THE EXERCISE
Output every line of the rows below that contains the word "branch". Letter case counts.

------ INPUT ROWS ------

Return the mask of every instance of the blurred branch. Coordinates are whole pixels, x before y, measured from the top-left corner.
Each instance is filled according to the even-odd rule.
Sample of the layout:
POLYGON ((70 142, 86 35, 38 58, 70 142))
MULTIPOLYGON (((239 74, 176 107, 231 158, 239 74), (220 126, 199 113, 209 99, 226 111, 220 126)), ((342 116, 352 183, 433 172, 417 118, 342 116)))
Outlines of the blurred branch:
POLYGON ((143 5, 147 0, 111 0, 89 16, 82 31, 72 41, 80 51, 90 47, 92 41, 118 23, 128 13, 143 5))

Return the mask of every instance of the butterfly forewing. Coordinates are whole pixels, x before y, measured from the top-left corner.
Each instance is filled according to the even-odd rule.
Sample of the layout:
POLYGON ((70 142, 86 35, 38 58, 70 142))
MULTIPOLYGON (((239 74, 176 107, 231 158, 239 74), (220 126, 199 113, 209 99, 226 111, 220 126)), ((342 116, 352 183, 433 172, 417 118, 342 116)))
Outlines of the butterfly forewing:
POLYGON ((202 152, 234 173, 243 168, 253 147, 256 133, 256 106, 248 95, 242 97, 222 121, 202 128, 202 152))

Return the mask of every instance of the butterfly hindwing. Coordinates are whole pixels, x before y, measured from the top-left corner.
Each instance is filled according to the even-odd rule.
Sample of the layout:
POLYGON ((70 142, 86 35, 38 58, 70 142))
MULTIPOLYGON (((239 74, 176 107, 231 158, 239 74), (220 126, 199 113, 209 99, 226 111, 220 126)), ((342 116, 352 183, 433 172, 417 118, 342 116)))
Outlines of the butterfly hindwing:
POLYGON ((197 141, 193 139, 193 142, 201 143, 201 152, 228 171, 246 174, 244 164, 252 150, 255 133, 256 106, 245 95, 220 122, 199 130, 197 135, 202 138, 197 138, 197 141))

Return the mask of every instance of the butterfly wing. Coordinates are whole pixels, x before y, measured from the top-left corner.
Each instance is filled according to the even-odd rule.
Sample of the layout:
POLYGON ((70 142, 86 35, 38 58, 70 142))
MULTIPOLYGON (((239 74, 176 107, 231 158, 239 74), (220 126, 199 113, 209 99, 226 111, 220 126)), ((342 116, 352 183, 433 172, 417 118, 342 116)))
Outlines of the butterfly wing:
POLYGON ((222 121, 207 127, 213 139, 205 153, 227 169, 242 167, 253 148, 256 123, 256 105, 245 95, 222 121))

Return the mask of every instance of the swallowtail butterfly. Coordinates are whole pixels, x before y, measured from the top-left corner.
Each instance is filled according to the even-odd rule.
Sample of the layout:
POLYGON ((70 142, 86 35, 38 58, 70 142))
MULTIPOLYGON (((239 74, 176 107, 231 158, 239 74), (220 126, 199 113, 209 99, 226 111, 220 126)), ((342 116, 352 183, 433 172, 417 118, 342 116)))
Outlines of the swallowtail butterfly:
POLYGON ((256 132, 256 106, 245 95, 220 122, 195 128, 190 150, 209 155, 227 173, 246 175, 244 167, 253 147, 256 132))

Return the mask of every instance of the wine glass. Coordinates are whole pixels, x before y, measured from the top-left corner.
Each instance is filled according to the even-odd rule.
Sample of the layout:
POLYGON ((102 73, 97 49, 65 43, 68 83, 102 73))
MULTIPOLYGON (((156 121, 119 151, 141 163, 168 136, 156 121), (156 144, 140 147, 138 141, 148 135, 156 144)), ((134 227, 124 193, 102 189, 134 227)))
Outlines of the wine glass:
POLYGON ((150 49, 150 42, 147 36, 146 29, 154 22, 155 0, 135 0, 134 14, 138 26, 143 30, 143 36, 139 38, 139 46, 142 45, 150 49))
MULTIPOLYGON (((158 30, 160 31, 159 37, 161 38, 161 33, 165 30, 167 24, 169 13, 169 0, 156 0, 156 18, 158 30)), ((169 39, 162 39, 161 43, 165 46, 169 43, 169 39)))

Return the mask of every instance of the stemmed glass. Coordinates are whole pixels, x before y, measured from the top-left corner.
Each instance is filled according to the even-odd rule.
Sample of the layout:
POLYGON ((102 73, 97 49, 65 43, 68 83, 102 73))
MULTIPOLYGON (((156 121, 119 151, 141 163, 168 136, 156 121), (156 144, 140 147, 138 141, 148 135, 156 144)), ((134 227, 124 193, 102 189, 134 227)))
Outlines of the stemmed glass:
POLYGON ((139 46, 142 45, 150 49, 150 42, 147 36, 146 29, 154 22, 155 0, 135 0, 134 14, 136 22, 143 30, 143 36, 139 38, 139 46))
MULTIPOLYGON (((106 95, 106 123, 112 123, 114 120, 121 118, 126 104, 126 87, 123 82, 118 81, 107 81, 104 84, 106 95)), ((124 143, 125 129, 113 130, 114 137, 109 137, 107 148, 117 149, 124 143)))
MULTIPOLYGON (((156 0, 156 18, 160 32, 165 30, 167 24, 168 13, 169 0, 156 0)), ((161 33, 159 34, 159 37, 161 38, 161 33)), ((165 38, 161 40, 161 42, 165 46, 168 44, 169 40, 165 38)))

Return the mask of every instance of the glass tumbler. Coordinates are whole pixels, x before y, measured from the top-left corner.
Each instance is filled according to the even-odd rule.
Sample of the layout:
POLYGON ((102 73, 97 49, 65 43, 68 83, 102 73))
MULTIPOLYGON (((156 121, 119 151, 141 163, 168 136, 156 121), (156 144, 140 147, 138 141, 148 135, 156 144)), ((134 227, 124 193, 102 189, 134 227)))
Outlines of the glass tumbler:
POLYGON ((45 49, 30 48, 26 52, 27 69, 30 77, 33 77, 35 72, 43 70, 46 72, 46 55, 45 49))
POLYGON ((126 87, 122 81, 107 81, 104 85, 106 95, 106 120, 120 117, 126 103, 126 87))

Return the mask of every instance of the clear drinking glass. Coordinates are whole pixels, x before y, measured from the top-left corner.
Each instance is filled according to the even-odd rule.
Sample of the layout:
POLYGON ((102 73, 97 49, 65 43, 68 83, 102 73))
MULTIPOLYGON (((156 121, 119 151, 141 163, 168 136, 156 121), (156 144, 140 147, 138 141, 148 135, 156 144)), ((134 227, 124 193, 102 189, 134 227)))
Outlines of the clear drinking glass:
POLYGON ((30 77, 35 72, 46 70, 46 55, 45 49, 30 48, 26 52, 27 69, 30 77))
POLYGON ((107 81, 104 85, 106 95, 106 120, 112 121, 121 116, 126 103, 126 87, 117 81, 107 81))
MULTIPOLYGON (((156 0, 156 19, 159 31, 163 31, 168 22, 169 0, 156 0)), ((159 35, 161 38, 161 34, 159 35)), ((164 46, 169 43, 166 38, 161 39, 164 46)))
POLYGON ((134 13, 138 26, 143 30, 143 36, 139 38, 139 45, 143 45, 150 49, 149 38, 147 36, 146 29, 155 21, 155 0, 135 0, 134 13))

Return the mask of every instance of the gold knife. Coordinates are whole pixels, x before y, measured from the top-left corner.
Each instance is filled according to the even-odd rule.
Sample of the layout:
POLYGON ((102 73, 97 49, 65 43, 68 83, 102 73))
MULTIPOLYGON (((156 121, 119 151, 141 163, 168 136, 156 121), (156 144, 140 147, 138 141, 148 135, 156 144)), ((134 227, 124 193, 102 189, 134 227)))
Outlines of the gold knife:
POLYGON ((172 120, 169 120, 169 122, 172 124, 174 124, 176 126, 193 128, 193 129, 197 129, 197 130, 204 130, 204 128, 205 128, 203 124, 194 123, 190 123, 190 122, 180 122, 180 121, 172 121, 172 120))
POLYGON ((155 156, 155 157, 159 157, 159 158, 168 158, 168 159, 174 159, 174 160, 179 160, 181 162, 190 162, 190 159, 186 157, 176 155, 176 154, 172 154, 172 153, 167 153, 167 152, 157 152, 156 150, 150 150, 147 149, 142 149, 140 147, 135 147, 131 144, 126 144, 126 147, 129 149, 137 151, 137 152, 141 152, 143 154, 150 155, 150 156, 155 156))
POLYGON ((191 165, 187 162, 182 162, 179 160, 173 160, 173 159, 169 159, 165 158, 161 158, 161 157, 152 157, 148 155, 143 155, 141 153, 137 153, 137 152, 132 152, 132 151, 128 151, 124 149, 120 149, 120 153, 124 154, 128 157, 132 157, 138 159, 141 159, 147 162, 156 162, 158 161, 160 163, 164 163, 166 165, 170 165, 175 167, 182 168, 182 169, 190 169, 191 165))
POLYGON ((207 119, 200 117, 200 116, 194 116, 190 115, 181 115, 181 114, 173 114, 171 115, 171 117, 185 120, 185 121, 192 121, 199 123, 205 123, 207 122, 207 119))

------

PROBLEM SOLUTION
Return the mask of every instance of the blurred branch. Coordinates are whole pixels, x before y, measured from the top-left corner.
Outlines of the blurred branch:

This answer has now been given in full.